## WORK TO DO
Copy the data below line for line, changing nothing.

*** THE DATA

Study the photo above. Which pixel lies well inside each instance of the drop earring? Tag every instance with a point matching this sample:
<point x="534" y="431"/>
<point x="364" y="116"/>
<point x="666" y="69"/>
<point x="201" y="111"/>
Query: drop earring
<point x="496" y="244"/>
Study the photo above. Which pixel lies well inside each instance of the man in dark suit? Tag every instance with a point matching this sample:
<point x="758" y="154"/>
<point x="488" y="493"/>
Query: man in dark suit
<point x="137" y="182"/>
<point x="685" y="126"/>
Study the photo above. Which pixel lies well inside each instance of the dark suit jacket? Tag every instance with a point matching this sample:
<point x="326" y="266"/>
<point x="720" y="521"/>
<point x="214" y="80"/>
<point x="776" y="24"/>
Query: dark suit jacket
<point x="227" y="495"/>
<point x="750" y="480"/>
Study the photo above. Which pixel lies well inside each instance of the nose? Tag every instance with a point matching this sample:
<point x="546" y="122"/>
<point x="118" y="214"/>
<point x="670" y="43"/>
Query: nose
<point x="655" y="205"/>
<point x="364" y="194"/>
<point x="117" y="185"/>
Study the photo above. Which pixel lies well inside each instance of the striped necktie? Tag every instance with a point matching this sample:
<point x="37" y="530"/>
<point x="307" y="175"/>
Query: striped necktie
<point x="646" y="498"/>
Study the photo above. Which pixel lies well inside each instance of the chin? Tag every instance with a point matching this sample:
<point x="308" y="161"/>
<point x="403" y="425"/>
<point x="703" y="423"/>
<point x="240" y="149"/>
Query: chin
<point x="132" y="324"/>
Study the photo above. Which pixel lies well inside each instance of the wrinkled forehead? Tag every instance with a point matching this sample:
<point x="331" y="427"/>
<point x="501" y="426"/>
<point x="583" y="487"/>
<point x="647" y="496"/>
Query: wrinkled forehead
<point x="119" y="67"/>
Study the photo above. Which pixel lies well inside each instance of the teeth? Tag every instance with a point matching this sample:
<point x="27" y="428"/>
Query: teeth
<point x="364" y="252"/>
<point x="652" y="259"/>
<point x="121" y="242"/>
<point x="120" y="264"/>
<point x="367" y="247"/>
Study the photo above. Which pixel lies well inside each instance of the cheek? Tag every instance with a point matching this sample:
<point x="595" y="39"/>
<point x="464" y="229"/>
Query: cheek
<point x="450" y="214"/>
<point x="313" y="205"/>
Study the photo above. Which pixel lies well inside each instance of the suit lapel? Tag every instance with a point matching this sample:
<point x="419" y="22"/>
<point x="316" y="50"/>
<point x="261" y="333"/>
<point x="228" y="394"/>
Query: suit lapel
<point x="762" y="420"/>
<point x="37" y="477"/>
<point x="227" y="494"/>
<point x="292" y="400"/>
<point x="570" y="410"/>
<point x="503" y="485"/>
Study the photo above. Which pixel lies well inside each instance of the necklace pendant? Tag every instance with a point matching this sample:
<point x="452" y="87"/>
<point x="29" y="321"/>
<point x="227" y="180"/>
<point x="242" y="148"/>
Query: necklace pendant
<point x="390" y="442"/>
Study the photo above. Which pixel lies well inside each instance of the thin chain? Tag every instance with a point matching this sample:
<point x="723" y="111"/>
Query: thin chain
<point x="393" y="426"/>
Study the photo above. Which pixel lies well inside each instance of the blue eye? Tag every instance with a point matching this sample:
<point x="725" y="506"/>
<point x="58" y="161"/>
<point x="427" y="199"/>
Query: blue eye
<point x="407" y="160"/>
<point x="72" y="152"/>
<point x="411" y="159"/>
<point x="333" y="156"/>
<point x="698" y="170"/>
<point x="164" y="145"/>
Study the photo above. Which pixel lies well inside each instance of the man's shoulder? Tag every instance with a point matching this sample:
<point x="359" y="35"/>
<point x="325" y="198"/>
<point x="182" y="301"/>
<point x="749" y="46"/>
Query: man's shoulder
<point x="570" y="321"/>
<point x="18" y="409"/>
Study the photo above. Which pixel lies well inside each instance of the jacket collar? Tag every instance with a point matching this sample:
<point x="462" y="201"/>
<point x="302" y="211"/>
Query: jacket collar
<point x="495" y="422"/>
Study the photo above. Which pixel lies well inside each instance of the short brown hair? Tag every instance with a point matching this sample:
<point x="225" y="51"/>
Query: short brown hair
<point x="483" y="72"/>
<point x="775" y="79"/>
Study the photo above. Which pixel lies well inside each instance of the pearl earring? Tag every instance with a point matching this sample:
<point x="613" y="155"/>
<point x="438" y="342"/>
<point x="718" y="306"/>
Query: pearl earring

******

## PROBLEM SOLUTION
Study the photo above. Which pixel lies well inside each instance of the drop earring? Tag every instance with a point matching this sample:
<point x="534" y="431"/>
<point x="364" y="116"/>
<point x="666" y="69"/>
<point x="201" y="111"/>
Query: drop earring
<point x="496" y="244"/>
Study the photo above. Which pixel lies well inside each instance of the man in dark suit? Tag every instance with a point matching this sample:
<point x="758" y="154"/>
<point x="488" y="493"/>
Query: man in dark suit
<point x="137" y="182"/>
<point x="685" y="126"/>
Study the photo above. Which pixel lies well inside each instance of the dark suit jacket? Tag every instance with a point matching this sample:
<point x="326" y="266"/>
<point x="720" y="521"/>
<point x="214" y="80"/>
<point x="776" y="24"/>
Query: dark suit jacket
<point x="227" y="495"/>
<point x="750" y="480"/>
Study the photo above. Which pixel lies well inside each instance of the nose? Tag every instance with a point matching this sample:
<point x="546" y="122"/>
<point x="118" y="214"/>
<point x="670" y="43"/>
Query: nose
<point x="655" y="205"/>
<point x="364" y="194"/>
<point x="117" y="185"/>
Study the photo above. Which pixel lies well inside each instance of the striped necktie? Tag every instance with a point matching this sample:
<point x="37" y="530"/>
<point x="307" y="175"/>
Query: striped necktie
<point x="646" y="498"/>
Study the photo above. Which pixel lies well inside each instance of the chin? Tag every instance with a point matching this sample:
<point x="308" y="161"/>
<point x="403" y="425"/>
<point x="703" y="423"/>
<point x="240" y="149"/>
Query: chin
<point x="132" y="324"/>
Study the photo above. Which pixel lies well inside each instance of the wrinkled forehead? Tag every instance with a point matching this sample:
<point x="331" y="427"/>
<point x="501" y="426"/>
<point x="583" y="487"/>
<point x="647" y="496"/>
Query: wrinkled forehead
<point x="119" y="67"/>
Study the photo above. Which pixel lies well inside each instance of the teeth? Tag every instance with a point matching this sample:
<point x="27" y="428"/>
Query: teeth
<point x="364" y="252"/>
<point x="652" y="259"/>
<point x="121" y="242"/>
<point x="120" y="264"/>
<point x="367" y="247"/>
Study the photo above. Which pixel lies well inside each instance of the cheek? Tag every instance with a point matching this sample:
<point x="595" y="39"/>
<point x="464" y="229"/>
Query: cheek
<point x="450" y="214"/>
<point x="313" y="205"/>
Study the photo above. Which pixel lies well inside each instance of the suit lapel? Tag every instance with a point matching this sample:
<point x="419" y="22"/>
<point x="316" y="50"/>
<point x="261" y="333"/>
<point x="228" y="394"/>
Query: suit lapel
<point x="762" y="420"/>
<point x="37" y="477"/>
<point x="227" y="494"/>
<point x="292" y="400"/>
<point x="570" y="410"/>
<point x="503" y="485"/>
Study the photo above. Which pixel lies well inside each instance of the necklace pendant? Tag every instance with a point matching this sample:
<point x="452" y="87"/>
<point x="29" y="321"/>
<point x="227" y="180"/>
<point x="242" y="148"/>
Query: necklace pendant
<point x="390" y="442"/>
Study the photo above. Which pixel lies well inside each instance of the thin chain? Tag every instance with a point matching this sample:
<point x="723" y="111"/>
Query: thin chain
<point x="393" y="426"/>
Study the photo above. Which pixel lies well inside each instance of the blue eye? Tag every instance with a point matching this sample:
<point x="725" y="506"/>
<point x="58" y="161"/>
<point x="427" y="199"/>
Query: blue eye
<point x="407" y="160"/>
<point x="72" y="152"/>
<point x="411" y="159"/>
<point x="333" y="156"/>
<point x="698" y="170"/>
<point x="164" y="145"/>
Study the photo above. Which pixel lies well inside each instance of the man's shoulder? Tag every instance with a point matching this sample:
<point x="359" y="35"/>
<point x="325" y="198"/>
<point x="182" y="301"/>
<point x="749" y="46"/>
Query: man's shoulder
<point x="570" y="321"/>
<point x="18" y="409"/>
Study the photo above. Which pixel lies well inside each instance of the jacket collar? Tag every instance with a point matching this sample:
<point x="462" y="201"/>
<point x="302" y="211"/>
Query: jacket collar
<point x="495" y="422"/>
Study the photo above. Which pixel lies well inside each instance of the short brown hair? Tag every instance with a point matching this sample:
<point x="225" y="51"/>
Query: short brown hair
<point x="483" y="72"/>
<point x="775" y="79"/>
Study the photo above. Which pixel lies well inside each instance of the pearl earring? Tag every instance with a point matching this sample:
<point x="613" y="155"/>
<point x="438" y="342"/>
<point x="718" y="306"/>
Query: pearl earring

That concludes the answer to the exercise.